▼

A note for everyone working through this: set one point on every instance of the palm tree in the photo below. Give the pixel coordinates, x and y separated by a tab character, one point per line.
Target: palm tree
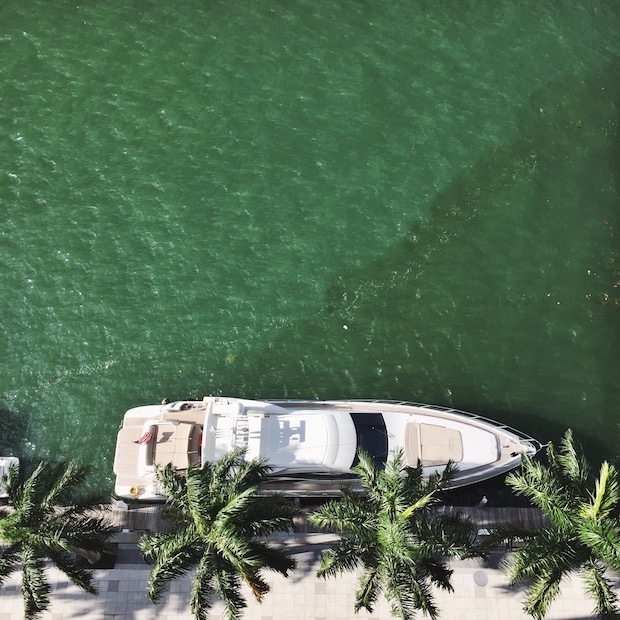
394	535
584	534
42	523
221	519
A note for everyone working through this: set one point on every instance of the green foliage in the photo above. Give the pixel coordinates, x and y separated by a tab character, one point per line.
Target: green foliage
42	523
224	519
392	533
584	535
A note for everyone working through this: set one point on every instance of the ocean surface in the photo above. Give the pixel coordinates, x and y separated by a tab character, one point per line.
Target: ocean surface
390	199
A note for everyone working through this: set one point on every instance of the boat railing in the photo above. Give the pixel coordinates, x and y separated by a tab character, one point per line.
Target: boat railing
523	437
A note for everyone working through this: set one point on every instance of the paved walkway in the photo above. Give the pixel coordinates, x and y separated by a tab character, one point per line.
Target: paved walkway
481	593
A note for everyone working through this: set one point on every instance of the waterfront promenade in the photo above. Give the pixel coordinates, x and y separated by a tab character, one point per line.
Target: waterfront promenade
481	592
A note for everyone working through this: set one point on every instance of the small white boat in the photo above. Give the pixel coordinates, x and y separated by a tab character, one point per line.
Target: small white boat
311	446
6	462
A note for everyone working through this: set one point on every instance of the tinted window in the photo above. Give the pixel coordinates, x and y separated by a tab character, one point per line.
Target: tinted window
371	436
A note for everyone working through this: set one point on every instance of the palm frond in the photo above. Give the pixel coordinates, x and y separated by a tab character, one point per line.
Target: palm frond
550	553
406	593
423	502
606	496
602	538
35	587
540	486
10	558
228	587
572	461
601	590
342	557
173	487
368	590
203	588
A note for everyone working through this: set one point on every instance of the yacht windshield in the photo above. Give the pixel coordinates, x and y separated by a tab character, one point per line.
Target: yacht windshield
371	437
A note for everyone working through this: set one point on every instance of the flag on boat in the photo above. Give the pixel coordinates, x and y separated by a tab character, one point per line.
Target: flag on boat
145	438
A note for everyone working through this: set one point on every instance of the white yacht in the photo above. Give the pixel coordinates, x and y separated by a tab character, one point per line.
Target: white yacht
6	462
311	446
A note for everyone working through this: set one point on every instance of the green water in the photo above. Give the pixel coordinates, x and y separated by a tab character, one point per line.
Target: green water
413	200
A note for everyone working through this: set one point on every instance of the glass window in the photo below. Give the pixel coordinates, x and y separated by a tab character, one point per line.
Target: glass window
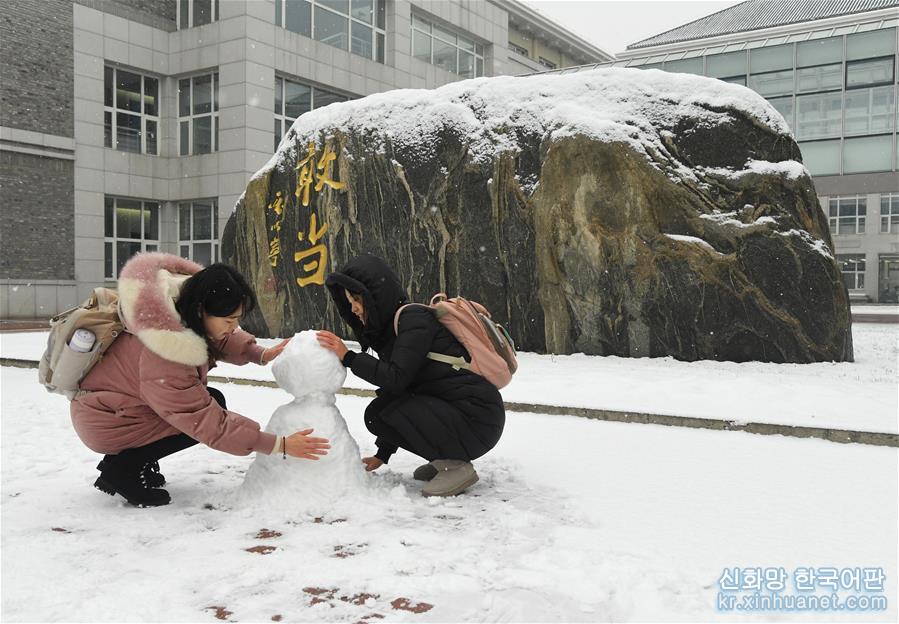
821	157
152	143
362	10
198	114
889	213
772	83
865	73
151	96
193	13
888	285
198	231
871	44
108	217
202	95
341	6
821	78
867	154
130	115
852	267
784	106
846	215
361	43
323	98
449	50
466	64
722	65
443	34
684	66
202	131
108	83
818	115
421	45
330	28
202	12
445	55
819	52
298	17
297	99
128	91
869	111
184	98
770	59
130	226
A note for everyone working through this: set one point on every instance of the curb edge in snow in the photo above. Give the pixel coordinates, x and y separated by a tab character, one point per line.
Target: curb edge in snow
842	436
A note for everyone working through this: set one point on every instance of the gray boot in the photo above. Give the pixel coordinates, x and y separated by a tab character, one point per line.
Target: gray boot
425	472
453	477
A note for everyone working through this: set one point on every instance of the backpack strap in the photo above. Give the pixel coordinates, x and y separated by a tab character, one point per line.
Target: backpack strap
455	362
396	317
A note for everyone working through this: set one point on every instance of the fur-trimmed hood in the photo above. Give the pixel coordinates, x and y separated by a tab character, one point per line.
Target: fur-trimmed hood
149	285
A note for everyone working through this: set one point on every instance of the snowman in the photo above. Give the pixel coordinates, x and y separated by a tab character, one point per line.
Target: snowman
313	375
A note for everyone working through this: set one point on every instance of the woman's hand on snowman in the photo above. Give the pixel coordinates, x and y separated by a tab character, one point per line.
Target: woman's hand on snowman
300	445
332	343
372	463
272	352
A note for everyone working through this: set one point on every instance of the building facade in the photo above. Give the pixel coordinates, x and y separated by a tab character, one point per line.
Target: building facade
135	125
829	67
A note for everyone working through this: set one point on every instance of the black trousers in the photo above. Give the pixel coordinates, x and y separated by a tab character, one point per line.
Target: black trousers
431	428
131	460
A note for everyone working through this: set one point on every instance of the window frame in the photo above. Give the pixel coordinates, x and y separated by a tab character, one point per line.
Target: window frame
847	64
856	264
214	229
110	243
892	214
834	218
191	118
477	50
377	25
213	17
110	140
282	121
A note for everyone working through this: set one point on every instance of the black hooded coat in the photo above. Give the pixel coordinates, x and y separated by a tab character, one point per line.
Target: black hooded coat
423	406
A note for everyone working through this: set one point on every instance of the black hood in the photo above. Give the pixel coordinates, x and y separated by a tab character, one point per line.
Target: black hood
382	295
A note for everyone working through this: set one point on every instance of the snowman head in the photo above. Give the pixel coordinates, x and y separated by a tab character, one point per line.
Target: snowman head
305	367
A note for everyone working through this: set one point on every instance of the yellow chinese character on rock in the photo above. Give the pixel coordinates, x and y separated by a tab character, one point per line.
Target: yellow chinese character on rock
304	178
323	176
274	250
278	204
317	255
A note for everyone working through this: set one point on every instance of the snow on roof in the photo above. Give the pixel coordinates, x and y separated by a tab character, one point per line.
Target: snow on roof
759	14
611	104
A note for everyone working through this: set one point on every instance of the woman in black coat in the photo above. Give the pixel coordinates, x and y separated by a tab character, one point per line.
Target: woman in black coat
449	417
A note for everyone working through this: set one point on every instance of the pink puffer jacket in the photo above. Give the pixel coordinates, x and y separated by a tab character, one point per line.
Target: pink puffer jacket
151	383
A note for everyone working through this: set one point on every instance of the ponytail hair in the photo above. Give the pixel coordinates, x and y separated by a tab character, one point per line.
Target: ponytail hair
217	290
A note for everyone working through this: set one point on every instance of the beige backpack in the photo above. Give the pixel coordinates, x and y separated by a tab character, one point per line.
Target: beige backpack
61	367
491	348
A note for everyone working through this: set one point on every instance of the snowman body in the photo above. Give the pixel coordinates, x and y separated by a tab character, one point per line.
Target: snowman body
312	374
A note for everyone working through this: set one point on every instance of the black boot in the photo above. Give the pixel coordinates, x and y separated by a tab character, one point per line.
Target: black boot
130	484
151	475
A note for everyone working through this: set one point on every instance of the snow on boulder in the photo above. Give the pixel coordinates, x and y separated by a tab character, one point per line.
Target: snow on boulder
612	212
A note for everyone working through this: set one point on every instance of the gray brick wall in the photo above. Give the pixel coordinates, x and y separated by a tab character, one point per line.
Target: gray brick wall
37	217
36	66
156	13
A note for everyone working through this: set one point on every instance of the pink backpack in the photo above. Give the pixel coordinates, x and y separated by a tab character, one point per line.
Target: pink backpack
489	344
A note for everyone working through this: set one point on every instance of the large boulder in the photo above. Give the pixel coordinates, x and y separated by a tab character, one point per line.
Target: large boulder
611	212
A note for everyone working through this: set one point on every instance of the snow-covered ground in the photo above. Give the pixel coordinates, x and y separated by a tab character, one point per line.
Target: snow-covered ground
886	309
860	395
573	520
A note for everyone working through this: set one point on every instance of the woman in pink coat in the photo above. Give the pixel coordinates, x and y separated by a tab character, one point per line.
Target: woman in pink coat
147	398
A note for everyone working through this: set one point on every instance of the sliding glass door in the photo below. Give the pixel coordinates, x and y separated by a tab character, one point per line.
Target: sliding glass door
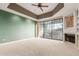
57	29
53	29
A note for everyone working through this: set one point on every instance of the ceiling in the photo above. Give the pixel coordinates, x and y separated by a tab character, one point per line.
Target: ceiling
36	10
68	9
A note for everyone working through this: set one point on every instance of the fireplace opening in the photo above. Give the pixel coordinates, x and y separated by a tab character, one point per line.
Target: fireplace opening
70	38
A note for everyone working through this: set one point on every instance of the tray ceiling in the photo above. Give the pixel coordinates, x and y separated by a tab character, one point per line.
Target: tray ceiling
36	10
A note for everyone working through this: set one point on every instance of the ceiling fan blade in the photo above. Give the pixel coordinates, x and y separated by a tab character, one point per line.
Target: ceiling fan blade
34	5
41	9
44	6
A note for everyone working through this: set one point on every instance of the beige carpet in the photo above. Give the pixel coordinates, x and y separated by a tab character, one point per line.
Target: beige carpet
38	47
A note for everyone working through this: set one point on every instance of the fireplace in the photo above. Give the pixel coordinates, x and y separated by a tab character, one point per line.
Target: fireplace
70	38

▲
▼

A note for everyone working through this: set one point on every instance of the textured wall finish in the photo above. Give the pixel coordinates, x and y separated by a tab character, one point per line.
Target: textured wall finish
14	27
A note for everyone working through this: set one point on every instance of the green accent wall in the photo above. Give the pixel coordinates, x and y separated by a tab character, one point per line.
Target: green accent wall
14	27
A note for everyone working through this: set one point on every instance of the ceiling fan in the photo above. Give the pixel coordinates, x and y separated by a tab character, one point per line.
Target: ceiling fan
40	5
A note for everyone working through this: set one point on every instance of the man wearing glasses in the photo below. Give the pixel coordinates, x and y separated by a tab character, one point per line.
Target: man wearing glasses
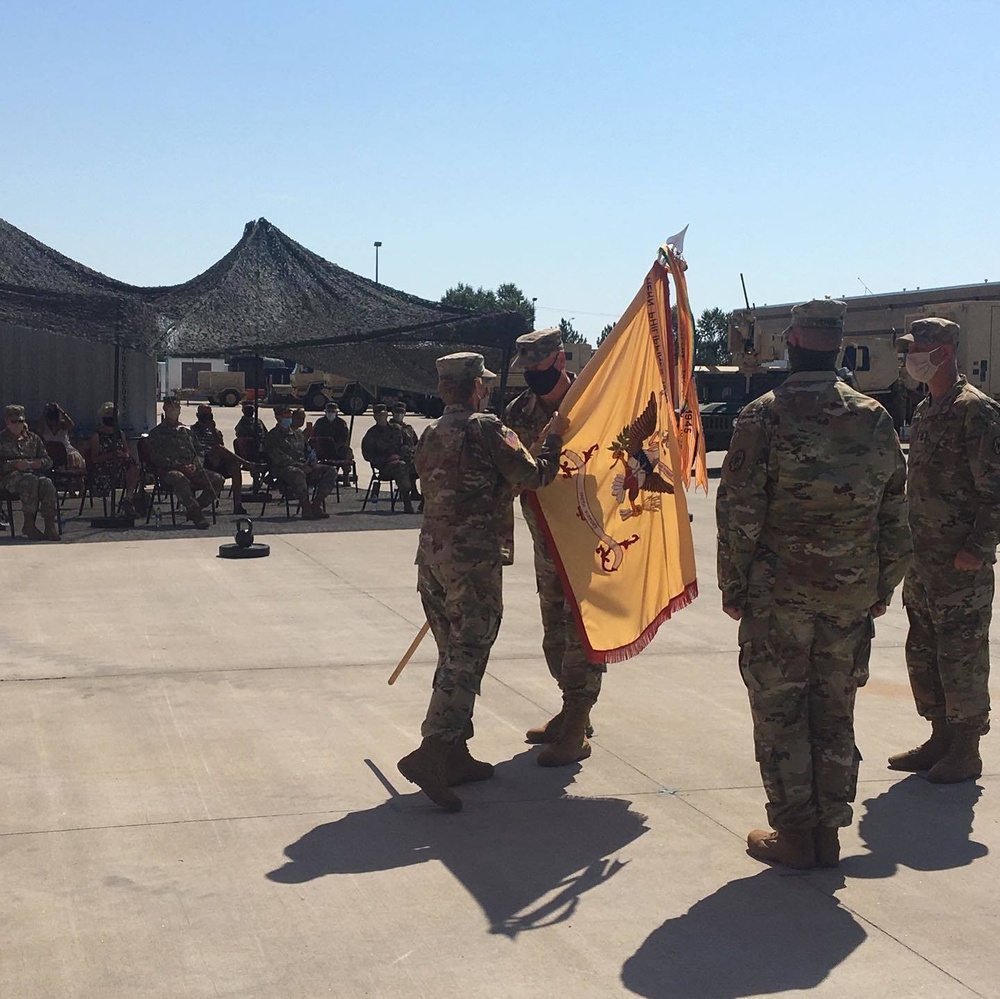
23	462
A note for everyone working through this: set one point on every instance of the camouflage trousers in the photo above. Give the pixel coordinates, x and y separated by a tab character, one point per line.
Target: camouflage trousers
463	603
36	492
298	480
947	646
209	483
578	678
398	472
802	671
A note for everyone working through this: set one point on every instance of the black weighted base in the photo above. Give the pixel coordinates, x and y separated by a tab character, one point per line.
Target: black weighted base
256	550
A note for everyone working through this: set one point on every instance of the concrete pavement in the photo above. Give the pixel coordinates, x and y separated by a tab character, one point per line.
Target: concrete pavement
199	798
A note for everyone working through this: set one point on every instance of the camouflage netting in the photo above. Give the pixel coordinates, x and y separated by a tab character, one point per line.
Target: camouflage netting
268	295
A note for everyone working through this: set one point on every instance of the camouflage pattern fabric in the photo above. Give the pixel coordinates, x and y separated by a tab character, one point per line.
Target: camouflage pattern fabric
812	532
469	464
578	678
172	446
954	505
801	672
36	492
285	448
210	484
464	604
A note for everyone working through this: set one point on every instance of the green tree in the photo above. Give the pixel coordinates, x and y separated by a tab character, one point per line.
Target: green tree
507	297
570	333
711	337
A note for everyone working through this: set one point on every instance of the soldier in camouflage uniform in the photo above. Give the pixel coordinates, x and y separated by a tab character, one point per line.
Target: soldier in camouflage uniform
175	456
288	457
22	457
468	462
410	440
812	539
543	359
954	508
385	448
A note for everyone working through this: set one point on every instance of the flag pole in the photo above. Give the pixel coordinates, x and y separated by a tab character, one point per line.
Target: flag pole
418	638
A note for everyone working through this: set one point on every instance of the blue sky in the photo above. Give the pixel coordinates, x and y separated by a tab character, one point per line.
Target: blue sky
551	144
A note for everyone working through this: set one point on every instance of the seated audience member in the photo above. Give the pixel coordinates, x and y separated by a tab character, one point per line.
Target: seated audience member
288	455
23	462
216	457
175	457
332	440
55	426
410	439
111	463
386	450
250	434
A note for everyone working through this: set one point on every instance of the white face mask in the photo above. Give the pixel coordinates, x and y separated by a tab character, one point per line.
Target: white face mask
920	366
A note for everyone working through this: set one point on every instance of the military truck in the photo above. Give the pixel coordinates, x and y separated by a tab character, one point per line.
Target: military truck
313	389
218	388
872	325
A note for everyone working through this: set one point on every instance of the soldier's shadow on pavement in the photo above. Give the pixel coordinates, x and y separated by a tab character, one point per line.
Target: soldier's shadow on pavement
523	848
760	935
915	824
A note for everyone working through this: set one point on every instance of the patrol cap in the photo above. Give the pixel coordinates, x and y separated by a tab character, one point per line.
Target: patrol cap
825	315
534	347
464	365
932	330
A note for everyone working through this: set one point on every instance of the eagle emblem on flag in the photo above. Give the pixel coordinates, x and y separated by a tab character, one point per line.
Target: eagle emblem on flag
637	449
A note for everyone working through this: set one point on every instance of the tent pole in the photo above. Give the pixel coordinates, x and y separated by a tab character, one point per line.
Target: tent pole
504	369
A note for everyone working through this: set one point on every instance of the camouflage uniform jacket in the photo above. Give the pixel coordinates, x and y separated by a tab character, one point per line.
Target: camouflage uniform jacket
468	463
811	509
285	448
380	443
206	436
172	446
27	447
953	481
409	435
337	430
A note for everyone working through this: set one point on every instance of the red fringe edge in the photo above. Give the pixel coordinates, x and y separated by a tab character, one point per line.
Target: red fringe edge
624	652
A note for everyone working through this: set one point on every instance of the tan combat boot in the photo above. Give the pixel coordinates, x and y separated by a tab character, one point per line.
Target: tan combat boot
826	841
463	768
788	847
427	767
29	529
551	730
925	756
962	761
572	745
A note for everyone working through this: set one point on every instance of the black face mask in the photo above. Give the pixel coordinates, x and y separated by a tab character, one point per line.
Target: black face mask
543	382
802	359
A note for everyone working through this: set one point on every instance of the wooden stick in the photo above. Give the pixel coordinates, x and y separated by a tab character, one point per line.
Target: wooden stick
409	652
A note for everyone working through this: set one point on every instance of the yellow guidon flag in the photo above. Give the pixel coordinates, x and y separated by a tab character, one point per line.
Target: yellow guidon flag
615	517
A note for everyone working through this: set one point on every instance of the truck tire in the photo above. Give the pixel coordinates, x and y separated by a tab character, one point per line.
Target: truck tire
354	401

▲

▶ [WHAT YOU WILL DO] Which lines in the records contain the string "building"? Pull out each one, treating uppercase and lowercase letters as different.

▶ [FULL ANSWER]
A note for everyone working through this: set one point on every instance of the building facade in the photo above. Give the pixel coordinates, x and y separated by a tab character, one point per line.
Target: building facade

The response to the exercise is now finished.